## GIVEN TASK 1
In the article about the Santina de Covadonga restaurant, what is the traditional firewood stove called?

Entering Maru Toledo’s Santina de Covadonga restaurant on a hot, dry day feels like traveling back in time. Visitors who walk up to the gate, dirt crunching under their feet, will likely encounter a dog lazing about and bougainvillea waving gently in the breeze. After passing through the 19th century–style kitchen, filled with dark-red earthenware pottery, old cookbooks, and the smell of smoke, they’ll sit beneath a tin roof and watch as women use pre-Columbian tools to make tostadas raspadas (“scraped” tostadas), grinding corn with a metate and cooking with a traditional firewood stove known as a tecuil. Everything, from the menu to the equipment to the décor, is meant to evoke the historic, nearly-forgotten traditional kitchens of Jalisco.

“We basically cook recipes that are almost extinct, that almost no one prepares anymore,” says Toledo, the restaurant’s head chef and founder.

The restaurant is just one part of Toledo’s mission to uncover the roots of Jalisciense cuisine. Growing up in the Guadalajara, Jalisco’s largest city, she often had questions about food history, but rarely found satisfactory answers. “People didn’t pay attention to traditional food,” she says.

One of the sample kitchen setups at Santina de Covadonga, featuring some of Toledo's many cookbooks.
One of the sample kitchen setups at Santina de Covadonga, featuring some of Toledo’s many cookbooks.

Rafael Hernandez, a Jalisco native and the chair of the department of world languages and literatures at Southern Connecticut State University, agrees. “Most Mexicans imagine that the way they eat is the way pre-Columbian societies ate,” he says. But they “are not even aware that the food we’re eating today is food that was invented in the ’20s.”

Despite being from Jalisco, Hernandez says he was surprised when he came upon Toledo’s cookbooks and research. Compared to states like Puebla and Oaxaca, whose cuisine has received extensive attention, he says there’s still very little published about Jalisco’s indigenous foodways.

Toledo wanted to change that. Her work began at Guachimontones, an archaeological site that dates back to around 300 BC. Although archaeologists had found fossils of purslane and amaranth among the remains of what seemed to be a grand civilization, very little was known about the area’s inhabitants.

A vegetable-stuffed poblano pepper.

## GIVEN TASK 2
State how many lines of the listing below contain the word "jacket", treating case as significant. Reply with the number only.

## Stored records

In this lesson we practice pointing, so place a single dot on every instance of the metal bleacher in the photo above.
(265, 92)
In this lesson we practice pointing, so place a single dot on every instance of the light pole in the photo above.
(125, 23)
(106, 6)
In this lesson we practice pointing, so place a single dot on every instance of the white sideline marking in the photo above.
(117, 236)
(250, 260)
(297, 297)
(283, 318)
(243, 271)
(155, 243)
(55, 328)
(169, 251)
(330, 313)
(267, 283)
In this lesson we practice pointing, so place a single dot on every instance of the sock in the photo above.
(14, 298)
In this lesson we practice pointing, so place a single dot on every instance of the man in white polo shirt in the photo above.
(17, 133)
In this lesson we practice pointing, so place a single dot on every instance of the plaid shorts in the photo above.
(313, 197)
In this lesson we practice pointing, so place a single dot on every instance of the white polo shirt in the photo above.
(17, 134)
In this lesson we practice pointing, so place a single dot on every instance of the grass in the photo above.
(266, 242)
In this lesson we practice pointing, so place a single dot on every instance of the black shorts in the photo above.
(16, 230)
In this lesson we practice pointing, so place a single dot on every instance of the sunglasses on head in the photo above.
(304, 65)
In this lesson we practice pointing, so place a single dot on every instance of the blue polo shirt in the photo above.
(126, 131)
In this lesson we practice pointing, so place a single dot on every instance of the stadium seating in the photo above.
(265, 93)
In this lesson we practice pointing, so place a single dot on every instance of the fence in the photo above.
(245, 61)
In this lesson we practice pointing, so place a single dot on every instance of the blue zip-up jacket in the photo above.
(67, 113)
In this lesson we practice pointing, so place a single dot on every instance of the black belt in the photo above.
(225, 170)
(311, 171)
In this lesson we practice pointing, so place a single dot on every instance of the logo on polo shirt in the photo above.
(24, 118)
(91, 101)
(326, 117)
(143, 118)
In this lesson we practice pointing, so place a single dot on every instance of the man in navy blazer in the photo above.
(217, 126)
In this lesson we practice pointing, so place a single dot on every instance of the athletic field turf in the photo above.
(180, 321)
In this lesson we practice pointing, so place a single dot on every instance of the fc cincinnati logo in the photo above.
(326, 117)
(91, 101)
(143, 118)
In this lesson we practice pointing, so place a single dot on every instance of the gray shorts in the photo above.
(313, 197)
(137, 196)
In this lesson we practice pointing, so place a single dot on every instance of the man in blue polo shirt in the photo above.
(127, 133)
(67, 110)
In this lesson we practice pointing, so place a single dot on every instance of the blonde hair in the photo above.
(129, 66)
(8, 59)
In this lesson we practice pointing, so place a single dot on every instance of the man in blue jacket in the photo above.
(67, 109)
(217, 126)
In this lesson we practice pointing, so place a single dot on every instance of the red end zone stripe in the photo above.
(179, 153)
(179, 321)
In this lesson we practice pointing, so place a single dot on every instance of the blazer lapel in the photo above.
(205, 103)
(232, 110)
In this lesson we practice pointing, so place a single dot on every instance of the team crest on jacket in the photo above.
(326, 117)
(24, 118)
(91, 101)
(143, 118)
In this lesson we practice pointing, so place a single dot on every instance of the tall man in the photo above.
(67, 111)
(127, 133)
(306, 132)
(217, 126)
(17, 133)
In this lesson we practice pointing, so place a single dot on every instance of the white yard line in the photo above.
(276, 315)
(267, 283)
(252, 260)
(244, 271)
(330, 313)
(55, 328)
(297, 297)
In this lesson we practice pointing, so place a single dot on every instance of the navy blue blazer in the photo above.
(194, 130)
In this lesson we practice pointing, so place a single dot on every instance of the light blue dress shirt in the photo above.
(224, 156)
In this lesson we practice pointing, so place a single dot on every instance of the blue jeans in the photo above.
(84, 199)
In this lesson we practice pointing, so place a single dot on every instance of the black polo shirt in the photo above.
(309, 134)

## EXERCISE OUTPUT 1
A tecuil.

## EXERCISE OUTPUT 2
3